Elenca, copiandole per intero, tutte le righe riportate qui sotto che contengono la parola "patio".

### RIGHE FORNITE
---------------

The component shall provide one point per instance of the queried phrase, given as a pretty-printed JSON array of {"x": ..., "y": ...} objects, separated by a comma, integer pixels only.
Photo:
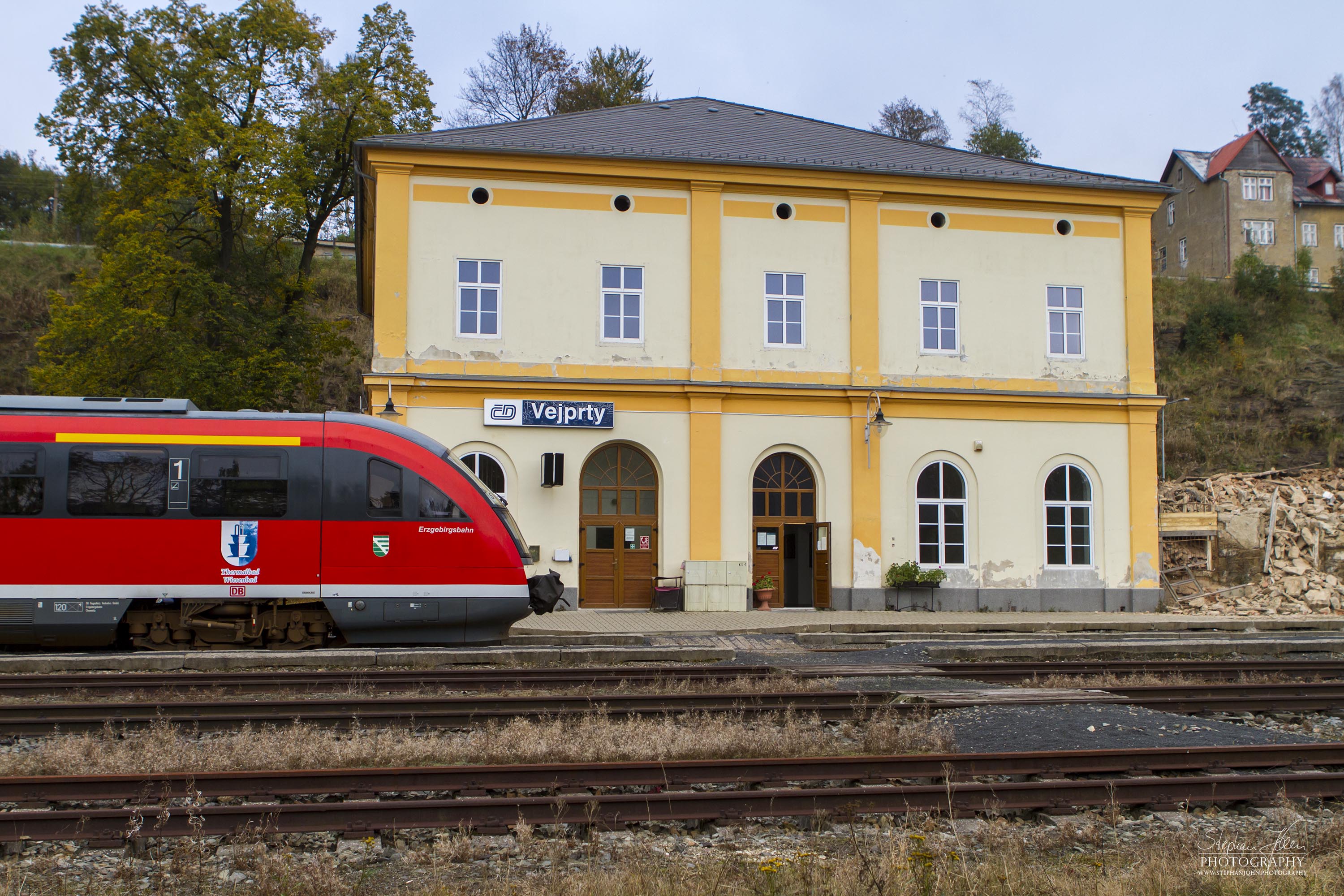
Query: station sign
[{"x": 589, "y": 416}]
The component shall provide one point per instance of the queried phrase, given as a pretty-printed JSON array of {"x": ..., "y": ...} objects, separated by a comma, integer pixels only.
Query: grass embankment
[
  {"x": 29, "y": 275},
  {"x": 1261, "y": 359}
]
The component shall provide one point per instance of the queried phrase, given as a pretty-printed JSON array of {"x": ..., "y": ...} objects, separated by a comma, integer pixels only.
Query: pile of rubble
[{"x": 1280, "y": 536}]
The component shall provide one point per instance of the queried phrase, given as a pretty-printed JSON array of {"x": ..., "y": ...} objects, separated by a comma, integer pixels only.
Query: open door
[{"x": 822, "y": 564}]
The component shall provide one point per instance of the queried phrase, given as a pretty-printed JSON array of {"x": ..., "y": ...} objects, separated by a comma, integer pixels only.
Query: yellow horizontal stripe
[
  {"x": 553, "y": 199},
  {"x": 439, "y": 194},
  {"x": 830, "y": 214},
  {"x": 660, "y": 205},
  {"x": 904, "y": 218},
  {"x": 1097, "y": 229},
  {"x": 745, "y": 209},
  {"x": 162, "y": 439}
]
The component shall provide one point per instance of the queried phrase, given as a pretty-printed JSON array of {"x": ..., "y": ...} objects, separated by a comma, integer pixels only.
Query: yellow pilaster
[
  {"x": 1143, "y": 496},
  {"x": 866, "y": 485},
  {"x": 1139, "y": 302},
  {"x": 392, "y": 220},
  {"x": 706, "y": 476},
  {"x": 706, "y": 249},
  {"x": 863, "y": 288}
]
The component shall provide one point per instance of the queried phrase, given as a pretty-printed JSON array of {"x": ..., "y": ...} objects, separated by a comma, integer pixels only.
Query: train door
[
  {"x": 619, "y": 530},
  {"x": 379, "y": 579}
]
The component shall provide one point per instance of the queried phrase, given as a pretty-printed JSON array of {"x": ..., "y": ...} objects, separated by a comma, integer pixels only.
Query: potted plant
[
  {"x": 765, "y": 591},
  {"x": 909, "y": 575}
]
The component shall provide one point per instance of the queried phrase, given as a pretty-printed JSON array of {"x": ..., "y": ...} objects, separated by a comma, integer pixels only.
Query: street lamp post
[{"x": 1163, "y": 414}]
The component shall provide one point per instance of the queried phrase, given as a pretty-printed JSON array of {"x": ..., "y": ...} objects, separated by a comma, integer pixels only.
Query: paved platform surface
[{"x": 578, "y": 622}]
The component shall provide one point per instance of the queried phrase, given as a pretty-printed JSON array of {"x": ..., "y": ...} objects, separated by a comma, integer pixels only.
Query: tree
[
  {"x": 987, "y": 113},
  {"x": 1328, "y": 113},
  {"x": 909, "y": 121},
  {"x": 375, "y": 90},
  {"x": 996, "y": 140},
  {"x": 519, "y": 78},
  {"x": 1283, "y": 121},
  {"x": 222, "y": 135},
  {"x": 619, "y": 77}
]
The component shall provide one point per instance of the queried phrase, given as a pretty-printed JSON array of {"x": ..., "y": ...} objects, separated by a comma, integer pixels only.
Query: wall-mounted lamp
[
  {"x": 389, "y": 412},
  {"x": 873, "y": 422}
]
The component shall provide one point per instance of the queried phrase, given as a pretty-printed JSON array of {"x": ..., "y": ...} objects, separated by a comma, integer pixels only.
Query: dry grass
[
  {"x": 594, "y": 738},
  {"x": 363, "y": 688}
]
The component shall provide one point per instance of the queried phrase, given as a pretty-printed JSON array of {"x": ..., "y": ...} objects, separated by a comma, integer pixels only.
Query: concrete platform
[
  {"x": 354, "y": 659},
  {"x": 586, "y": 622}
]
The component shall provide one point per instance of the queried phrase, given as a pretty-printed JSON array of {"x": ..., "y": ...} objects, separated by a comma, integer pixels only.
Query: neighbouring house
[
  {"x": 671, "y": 335},
  {"x": 1246, "y": 197}
]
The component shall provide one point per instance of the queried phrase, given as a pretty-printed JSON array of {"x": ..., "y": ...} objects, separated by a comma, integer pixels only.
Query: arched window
[
  {"x": 1069, "y": 517},
  {"x": 941, "y": 501},
  {"x": 488, "y": 470}
]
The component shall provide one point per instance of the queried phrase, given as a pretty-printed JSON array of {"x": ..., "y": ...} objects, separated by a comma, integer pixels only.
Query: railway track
[
  {"x": 18, "y": 719},
  {"x": 99, "y": 684},
  {"x": 584, "y": 793}
]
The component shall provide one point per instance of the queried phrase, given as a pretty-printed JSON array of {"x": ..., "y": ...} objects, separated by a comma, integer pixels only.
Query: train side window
[
  {"x": 21, "y": 484},
  {"x": 117, "y": 481},
  {"x": 240, "y": 485},
  {"x": 385, "y": 488},
  {"x": 436, "y": 505}
]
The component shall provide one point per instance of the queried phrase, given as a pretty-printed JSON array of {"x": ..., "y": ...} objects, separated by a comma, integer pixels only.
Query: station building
[{"x": 664, "y": 332}]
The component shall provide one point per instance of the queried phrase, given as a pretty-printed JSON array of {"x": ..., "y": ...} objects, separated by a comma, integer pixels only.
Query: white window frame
[
  {"x": 620, "y": 292},
  {"x": 1064, "y": 310},
  {"x": 478, "y": 284},
  {"x": 475, "y": 466},
  {"x": 785, "y": 299},
  {"x": 943, "y": 504},
  {"x": 1265, "y": 230},
  {"x": 1069, "y": 528},
  {"x": 939, "y": 307}
]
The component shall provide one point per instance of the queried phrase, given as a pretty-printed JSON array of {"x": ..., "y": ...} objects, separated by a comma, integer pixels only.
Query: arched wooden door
[
  {"x": 788, "y": 543},
  {"x": 619, "y": 528}
]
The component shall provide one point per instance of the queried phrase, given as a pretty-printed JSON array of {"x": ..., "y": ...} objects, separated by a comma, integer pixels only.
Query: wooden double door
[
  {"x": 788, "y": 543},
  {"x": 619, "y": 530}
]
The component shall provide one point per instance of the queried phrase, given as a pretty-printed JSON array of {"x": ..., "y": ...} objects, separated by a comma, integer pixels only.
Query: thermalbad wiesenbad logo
[{"x": 238, "y": 542}]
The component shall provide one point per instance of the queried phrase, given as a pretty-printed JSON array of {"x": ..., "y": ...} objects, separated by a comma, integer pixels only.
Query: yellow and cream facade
[{"x": 742, "y": 322}]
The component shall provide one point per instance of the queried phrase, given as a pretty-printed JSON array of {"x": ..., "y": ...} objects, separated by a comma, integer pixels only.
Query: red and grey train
[{"x": 150, "y": 523}]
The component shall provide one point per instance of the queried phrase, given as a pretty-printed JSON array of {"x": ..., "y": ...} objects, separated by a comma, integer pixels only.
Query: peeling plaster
[{"x": 867, "y": 566}]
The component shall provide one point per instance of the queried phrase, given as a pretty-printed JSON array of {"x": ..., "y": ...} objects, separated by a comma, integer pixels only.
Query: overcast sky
[{"x": 1101, "y": 86}]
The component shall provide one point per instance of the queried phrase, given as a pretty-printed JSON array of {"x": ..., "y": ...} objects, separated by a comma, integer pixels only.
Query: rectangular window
[
  {"x": 240, "y": 485},
  {"x": 1258, "y": 233},
  {"x": 784, "y": 297},
  {"x": 1065, "y": 320},
  {"x": 385, "y": 488},
  {"x": 623, "y": 304},
  {"x": 117, "y": 482},
  {"x": 436, "y": 505},
  {"x": 939, "y": 304},
  {"x": 21, "y": 484},
  {"x": 478, "y": 299}
]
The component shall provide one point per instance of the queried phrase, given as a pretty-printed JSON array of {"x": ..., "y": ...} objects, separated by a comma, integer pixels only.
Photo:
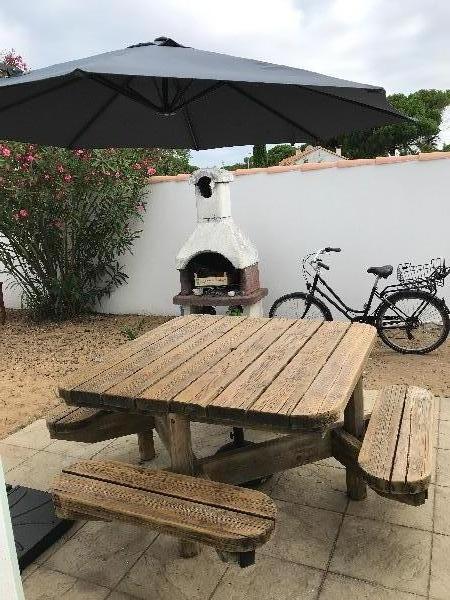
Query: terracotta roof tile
[{"x": 340, "y": 164}]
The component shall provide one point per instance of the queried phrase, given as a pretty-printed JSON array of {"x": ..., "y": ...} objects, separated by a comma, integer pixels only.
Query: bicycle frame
[{"x": 353, "y": 314}]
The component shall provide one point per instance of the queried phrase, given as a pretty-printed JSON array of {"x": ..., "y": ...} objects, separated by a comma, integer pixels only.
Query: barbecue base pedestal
[{"x": 251, "y": 303}]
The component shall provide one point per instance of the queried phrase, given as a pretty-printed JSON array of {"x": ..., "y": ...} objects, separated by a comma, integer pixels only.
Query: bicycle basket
[{"x": 433, "y": 272}]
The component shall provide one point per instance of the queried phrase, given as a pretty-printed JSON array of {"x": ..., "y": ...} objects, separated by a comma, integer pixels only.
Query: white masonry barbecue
[{"x": 218, "y": 264}]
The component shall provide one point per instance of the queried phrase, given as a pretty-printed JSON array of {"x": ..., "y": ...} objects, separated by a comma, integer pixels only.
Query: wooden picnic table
[{"x": 296, "y": 377}]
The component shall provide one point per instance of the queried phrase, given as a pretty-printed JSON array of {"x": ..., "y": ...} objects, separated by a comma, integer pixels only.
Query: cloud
[{"x": 402, "y": 46}]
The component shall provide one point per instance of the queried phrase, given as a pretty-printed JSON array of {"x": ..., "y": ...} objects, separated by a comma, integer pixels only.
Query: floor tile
[
  {"x": 440, "y": 572},
  {"x": 303, "y": 534},
  {"x": 12, "y": 456},
  {"x": 390, "y": 511},
  {"x": 443, "y": 467},
  {"x": 34, "y": 436},
  {"x": 445, "y": 409},
  {"x": 101, "y": 552},
  {"x": 162, "y": 574},
  {"x": 442, "y": 510},
  {"x": 313, "y": 485},
  {"x": 42, "y": 558},
  {"x": 39, "y": 471},
  {"x": 45, "y": 584},
  {"x": 444, "y": 435},
  {"x": 390, "y": 555},
  {"x": 338, "y": 587},
  {"x": 269, "y": 579}
]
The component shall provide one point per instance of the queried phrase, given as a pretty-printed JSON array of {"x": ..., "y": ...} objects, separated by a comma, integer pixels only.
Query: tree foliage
[
  {"x": 425, "y": 106},
  {"x": 278, "y": 153},
  {"x": 259, "y": 158}
]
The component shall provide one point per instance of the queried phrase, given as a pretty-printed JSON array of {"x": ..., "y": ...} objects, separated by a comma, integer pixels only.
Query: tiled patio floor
[{"x": 325, "y": 546}]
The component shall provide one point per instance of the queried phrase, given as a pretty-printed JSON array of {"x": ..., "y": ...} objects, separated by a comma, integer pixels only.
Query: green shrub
[{"x": 65, "y": 219}]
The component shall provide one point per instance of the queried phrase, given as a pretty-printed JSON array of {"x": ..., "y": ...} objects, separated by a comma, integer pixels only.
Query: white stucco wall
[{"x": 378, "y": 214}]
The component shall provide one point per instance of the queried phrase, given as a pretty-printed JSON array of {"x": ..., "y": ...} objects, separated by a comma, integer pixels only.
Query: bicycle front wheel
[
  {"x": 300, "y": 306},
  {"x": 413, "y": 322}
]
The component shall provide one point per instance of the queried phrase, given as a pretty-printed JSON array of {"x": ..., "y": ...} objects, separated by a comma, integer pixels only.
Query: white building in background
[{"x": 313, "y": 154}]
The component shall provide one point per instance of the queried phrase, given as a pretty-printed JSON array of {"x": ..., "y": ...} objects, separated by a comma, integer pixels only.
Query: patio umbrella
[{"x": 167, "y": 95}]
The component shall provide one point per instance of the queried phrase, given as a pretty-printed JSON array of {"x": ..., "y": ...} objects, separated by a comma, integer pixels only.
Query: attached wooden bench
[
  {"x": 231, "y": 519},
  {"x": 395, "y": 456},
  {"x": 94, "y": 425}
]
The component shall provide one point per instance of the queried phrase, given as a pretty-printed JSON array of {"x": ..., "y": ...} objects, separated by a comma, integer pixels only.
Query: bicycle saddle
[{"x": 383, "y": 272}]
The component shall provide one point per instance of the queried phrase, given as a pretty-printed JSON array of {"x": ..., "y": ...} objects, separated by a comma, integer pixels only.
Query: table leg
[
  {"x": 183, "y": 461},
  {"x": 354, "y": 424}
]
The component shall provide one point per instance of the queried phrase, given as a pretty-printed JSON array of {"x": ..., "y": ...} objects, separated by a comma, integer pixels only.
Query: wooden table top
[{"x": 282, "y": 373}]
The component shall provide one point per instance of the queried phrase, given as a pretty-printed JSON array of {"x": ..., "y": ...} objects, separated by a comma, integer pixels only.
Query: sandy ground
[{"x": 35, "y": 356}]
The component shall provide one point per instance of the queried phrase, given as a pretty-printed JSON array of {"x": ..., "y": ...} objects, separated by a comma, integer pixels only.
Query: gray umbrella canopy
[{"x": 165, "y": 95}]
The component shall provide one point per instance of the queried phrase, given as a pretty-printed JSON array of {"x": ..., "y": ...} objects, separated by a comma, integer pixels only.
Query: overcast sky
[{"x": 402, "y": 45}]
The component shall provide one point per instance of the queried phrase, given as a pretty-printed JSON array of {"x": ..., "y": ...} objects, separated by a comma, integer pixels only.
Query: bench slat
[
  {"x": 413, "y": 455},
  {"x": 225, "y": 526},
  {"x": 396, "y": 452},
  {"x": 203, "y": 491}
]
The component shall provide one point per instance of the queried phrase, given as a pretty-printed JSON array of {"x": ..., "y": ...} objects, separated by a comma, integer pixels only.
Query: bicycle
[{"x": 410, "y": 317}]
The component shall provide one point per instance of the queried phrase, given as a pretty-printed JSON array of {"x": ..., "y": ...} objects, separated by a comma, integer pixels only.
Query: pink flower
[{"x": 57, "y": 223}]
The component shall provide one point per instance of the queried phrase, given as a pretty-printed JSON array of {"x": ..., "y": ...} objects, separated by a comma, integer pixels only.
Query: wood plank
[
  {"x": 217, "y": 527},
  {"x": 354, "y": 424},
  {"x": 204, "y": 491},
  {"x": 285, "y": 392},
  {"x": 380, "y": 441},
  {"x": 411, "y": 470},
  {"x": 126, "y": 350},
  {"x": 94, "y": 425},
  {"x": 279, "y": 454},
  {"x": 239, "y": 396},
  {"x": 329, "y": 393},
  {"x": 128, "y": 389},
  {"x": 91, "y": 391},
  {"x": 195, "y": 397},
  {"x": 176, "y": 381}
]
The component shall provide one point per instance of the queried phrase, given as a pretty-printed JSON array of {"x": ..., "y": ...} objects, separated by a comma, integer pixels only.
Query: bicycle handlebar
[{"x": 319, "y": 263}]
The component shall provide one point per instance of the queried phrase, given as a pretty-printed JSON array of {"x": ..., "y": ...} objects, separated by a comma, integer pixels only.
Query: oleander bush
[{"x": 66, "y": 218}]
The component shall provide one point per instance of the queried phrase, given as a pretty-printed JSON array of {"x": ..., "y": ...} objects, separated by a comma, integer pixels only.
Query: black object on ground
[
  {"x": 239, "y": 441},
  {"x": 35, "y": 524}
]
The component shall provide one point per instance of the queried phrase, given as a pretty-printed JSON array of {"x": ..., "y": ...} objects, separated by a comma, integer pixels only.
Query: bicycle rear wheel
[
  {"x": 300, "y": 306},
  {"x": 413, "y": 322}
]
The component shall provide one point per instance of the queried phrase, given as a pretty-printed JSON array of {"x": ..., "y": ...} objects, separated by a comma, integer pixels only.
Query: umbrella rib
[
  {"x": 38, "y": 94},
  {"x": 201, "y": 94},
  {"x": 274, "y": 111},
  {"x": 190, "y": 127},
  {"x": 127, "y": 92},
  {"x": 88, "y": 124},
  {"x": 351, "y": 101}
]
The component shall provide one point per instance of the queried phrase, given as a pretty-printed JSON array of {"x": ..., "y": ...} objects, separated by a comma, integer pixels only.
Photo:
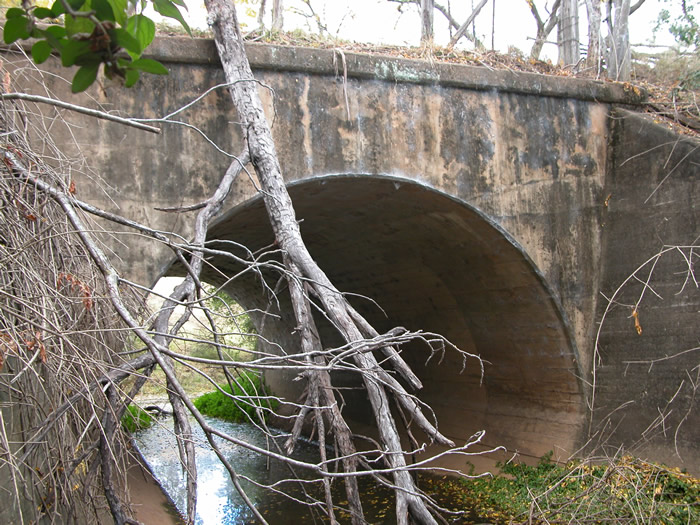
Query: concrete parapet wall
[{"x": 469, "y": 202}]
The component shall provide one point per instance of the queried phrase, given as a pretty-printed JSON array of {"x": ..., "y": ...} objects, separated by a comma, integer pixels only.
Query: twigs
[{"x": 79, "y": 109}]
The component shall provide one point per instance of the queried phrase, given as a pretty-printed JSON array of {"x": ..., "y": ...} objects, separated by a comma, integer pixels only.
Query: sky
[{"x": 380, "y": 22}]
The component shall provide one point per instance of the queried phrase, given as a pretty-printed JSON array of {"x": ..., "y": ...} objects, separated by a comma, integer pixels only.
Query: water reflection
[
  {"x": 218, "y": 503},
  {"x": 217, "y": 500}
]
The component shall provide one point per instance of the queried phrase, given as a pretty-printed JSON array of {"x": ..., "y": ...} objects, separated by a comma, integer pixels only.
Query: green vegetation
[
  {"x": 135, "y": 418},
  {"x": 246, "y": 391},
  {"x": 622, "y": 490}
]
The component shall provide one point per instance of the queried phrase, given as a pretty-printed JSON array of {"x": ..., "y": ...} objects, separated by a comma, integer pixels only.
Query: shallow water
[{"x": 218, "y": 503}]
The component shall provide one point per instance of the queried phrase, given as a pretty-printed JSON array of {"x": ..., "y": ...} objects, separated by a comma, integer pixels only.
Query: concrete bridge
[{"x": 497, "y": 208}]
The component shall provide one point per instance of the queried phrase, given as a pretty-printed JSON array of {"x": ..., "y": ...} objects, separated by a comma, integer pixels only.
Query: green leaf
[
  {"x": 149, "y": 66},
  {"x": 15, "y": 29},
  {"x": 56, "y": 31},
  {"x": 71, "y": 50},
  {"x": 170, "y": 10},
  {"x": 119, "y": 8},
  {"x": 78, "y": 25},
  {"x": 132, "y": 76},
  {"x": 14, "y": 12},
  {"x": 41, "y": 51},
  {"x": 126, "y": 40},
  {"x": 144, "y": 29},
  {"x": 103, "y": 10},
  {"x": 42, "y": 12},
  {"x": 57, "y": 9},
  {"x": 84, "y": 78}
]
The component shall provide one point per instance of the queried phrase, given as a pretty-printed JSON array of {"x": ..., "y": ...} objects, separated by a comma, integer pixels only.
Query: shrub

---------------

### RISULTATO ATTESO
Query: tiled patio floor
Query: patio umbrella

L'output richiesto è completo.